YOUR INSTRUCTIONS
Update the entries below by changing "trace the outline of" to "draw a polygon around" throughout, keeping every other line the same.

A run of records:

-----

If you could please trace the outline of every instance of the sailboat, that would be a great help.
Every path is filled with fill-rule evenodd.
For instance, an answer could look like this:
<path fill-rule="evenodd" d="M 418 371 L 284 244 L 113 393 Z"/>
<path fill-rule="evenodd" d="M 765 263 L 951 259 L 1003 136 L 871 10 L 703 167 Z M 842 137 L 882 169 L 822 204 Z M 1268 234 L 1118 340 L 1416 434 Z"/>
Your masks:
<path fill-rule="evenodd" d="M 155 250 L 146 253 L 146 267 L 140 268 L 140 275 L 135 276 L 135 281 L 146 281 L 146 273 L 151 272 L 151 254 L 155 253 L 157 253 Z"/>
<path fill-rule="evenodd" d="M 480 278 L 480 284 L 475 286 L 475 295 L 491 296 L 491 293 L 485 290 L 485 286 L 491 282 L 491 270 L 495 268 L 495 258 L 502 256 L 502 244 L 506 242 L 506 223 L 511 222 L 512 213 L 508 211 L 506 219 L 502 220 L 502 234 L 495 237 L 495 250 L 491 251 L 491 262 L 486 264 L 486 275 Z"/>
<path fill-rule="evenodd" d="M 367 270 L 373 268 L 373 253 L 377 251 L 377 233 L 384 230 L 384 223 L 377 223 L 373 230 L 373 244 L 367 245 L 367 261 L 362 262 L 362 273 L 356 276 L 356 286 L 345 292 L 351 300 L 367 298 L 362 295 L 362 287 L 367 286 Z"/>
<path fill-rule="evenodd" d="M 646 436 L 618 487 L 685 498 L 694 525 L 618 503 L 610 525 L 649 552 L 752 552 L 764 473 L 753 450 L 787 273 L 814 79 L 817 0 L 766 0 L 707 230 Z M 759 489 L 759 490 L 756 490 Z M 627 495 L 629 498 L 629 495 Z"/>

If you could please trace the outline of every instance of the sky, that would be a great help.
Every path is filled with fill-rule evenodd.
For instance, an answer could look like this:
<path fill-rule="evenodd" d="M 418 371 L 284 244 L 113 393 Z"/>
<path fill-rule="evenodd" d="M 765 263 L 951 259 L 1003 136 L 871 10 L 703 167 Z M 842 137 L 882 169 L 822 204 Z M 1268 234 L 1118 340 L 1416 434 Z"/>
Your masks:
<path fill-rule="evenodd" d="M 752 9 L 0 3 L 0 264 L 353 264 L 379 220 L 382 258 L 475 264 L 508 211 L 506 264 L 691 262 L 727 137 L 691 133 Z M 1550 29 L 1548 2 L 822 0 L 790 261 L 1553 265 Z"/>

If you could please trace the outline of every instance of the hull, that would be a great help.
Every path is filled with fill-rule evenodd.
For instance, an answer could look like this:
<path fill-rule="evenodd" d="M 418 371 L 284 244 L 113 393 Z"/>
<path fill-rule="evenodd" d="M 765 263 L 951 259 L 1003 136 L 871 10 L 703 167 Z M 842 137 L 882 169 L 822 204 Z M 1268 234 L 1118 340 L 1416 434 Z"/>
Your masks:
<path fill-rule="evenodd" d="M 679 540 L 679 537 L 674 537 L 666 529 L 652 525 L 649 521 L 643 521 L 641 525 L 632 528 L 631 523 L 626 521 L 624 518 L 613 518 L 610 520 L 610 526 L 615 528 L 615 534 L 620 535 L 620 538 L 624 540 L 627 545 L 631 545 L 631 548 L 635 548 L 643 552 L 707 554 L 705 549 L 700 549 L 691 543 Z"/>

-----

THE ANSWER
If you could please draw a polygon around every instance of the sailboat, that would be a great help.
Every path is filled with fill-rule evenodd.
For instance, an answer could look like this:
<path fill-rule="evenodd" d="M 418 371 L 284 244 L 113 393 Z"/>
<path fill-rule="evenodd" d="M 765 263 L 951 259 L 1003 136 L 871 10 L 703 167 Z M 842 137 L 882 169 L 822 204 Z M 1268 234 L 1118 340 L 1416 434 Z"/>
Your masks:
<path fill-rule="evenodd" d="M 155 250 L 146 253 L 146 267 L 140 268 L 140 275 L 135 276 L 135 281 L 146 281 L 146 273 L 151 272 L 151 254 L 155 253 L 157 253 Z"/>
<path fill-rule="evenodd" d="M 480 278 L 480 284 L 475 286 L 475 295 L 491 296 L 491 293 L 485 290 L 485 286 L 491 282 L 491 270 L 495 268 L 495 258 L 502 256 L 502 244 L 506 242 L 506 223 L 511 222 L 512 213 L 508 211 L 506 219 L 502 220 L 502 234 L 495 237 L 495 250 L 491 251 L 491 262 L 486 264 L 486 275 Z"/>
<path fill-rule="evenodd" d="M 367 270 L 373 268 L 373 253 L 377 251 L 377 233 L 384 230 L 384 223 L 377 223 L 373 230 L 373 244 L 367 245 L 367 261 L 362 262 L 362 273 L 356 276 L 356 286 L 345 292 L 351 300 L 367 298 L 362 295 L 362 287 L 367 286 Z"/>
<path fill-rule="evenodd" d="M 646 436 L 618 487 L 685 498 L 694 525 L 618 503 L 610 525 L 649 552 L 752 552 L 764 473 L 753 450 L 787 273 L 814 79 L 817 0 L 766 0 L 707 230 Z M 759 489 L 759 490 L 756 490 Z M 627 495 L 629 498 L 629 495 Z"/>

If you could please draw a polygon around every instance of the sky, that would be a great help.
Every path is filled with fill-rule evenodd.
For instance, an answer could look like this:
<path fill-rule="evenodd" d="M 418 371 L 284 244 L 113 393 Z"/>
<path fill-rule="evenodd" d="M 765 263 L 951 259 L 1003 136 L 871 10 L 703 167 Z M 842 137 L 882 169 L 822 204 Z M 1268 234 L 1118 340 L 1416 434 Z"/>
Your masks:
<path fill-rule="evenodd" d="M 752 9 L 0 3 L 0 264 L 353 264 L 379 220 L 382 258 L 475 264 L 508 211 L 506 264 L 691 262 L 727 137 L 691 133 Z M 1550 29 L 1548 2 L 822 0 L 790 261 L 1553 265 Z"/>

If you could please draw a polygon around every instance of the hull, that would be a great help.
Every path is filled with fill-rule evenodd.
For instance, an answer could look like this:
<path fill-rule="evenodd" d="M 418 371 L 284 244 L 113 393 Z"/>
<path fill-rule="evenodd" d="M 765 263 L 951 259 L 1003 136 L 871 10 L 703 167 Z M 842 137 L 882 169 L 822 204 Z M 1268 234 L 1118 340 L 1416 434 Z"/>
Your masks:
<path fill-rule="evenodd" d="M 679 540 L 679 537 L 674 537 L 666 529 L 652 525 L 649 521 L 643 521 L 641 525 L 632 528 L 631 523 L 626 521 L 624 518 L 613 518 L 610 520 L 610 526 L 615 528 L 615 534 L 620 535 L 620 538 L 624 540 L 627 545 L 631 545 L 631 548 L 635 548 L 643 552 L 707 554 L 705 549 L 700 549 L 691 543 Z"/>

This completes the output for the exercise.